>> BEGIN RECORDS TO USE
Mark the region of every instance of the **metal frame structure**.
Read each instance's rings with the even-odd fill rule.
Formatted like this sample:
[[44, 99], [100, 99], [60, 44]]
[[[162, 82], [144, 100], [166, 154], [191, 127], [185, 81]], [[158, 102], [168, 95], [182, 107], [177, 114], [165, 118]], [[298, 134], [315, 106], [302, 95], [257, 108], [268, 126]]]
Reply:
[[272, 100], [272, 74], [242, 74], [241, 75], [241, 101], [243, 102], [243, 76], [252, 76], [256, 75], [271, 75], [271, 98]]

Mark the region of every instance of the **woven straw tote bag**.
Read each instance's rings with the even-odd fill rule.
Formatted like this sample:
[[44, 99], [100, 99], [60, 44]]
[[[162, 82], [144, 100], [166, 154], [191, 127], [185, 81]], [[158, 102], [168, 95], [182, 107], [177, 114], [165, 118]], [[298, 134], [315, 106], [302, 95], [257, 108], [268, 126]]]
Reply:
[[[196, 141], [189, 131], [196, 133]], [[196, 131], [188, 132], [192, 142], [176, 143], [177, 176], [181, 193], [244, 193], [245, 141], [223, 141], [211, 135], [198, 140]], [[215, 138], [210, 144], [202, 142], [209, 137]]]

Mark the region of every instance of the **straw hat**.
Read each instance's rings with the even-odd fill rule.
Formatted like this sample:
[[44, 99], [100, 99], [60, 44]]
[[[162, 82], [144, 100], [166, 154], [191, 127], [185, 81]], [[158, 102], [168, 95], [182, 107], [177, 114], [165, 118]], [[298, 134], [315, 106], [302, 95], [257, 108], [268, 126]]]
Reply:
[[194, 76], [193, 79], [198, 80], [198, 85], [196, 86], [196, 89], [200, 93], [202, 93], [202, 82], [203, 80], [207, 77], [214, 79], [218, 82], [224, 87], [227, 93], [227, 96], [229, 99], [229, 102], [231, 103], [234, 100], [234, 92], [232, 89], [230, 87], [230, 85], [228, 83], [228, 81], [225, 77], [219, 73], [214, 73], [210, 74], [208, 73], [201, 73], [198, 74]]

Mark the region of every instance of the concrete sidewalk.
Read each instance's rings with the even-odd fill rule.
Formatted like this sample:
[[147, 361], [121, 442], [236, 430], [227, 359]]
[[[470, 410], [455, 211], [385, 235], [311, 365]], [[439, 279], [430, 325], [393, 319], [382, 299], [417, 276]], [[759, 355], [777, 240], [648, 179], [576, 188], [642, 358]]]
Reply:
>> END RECORDS TO USE
EXERCISE INSTRUCTIONS — Rewrite the lines of the items from the first line up to and including the line that contains "142], [209, 137]]]" as a Markdown table with the columns Row and Line. Number each line in Row, put its text in Line, and leave out blank lines.

WORKED SOLUTION —
| Row | Line |
|---|---|
| 1 | Mark the region of every instance of the **metal frame structure**. |
| 2 | Read each instance's rings with the even-odd fill rule. |
| 3 | Formatted like this sample: |
| 4 | [[44, 99], [100, 99], [60, 44]] |
| 5 | [[[162, 82], [144, 100], [166, 154], [191, 127], [185, 81]], [[158, 102], [168, 95], [182, 107], [177, 114], [165, 118]], [[298, 134], [315, 106], [302, 95], [257, 108], [268, 126]]] |
| 6 | Reply: |
| 7 | [[272, 100], [272, 74], [242, 74], [241, 75], [241, 101], [243, 102], [243, 76], [252, 76], [256, 75], [271, 75], [271, 98]] |
| 8 | Mark the region of every instance of the **woven straw tote bag**. |
| 9 | Read each instance's rings with the even-odd fill rule. |
| 10 | Formatted like this sample: |
| 11 | [[44, 99], [100, 99], [60, 44]] |
| 12 | [[[162, 82], [144, 100], [166, 154], [191, 127], [185, 81]], [[158, 102], [168, 95], [182, 107], [177, 114], [165, 118]], [[298, 134], [315, 106], [302, 95], [257, 108], [268, 126]]] |
| 13 | Reply: |
| 14 | [[[196, 141], [189, 131], [196, 133]], [[196, 131], [188, 132], [192, 142], [176, 143], [177, 176], [181, 193], [244, 193], [245, 141], [223, 141], [211, 135], [198, 140]], [[215, 138], [210, 144], [202, 142], [209, 137]]] |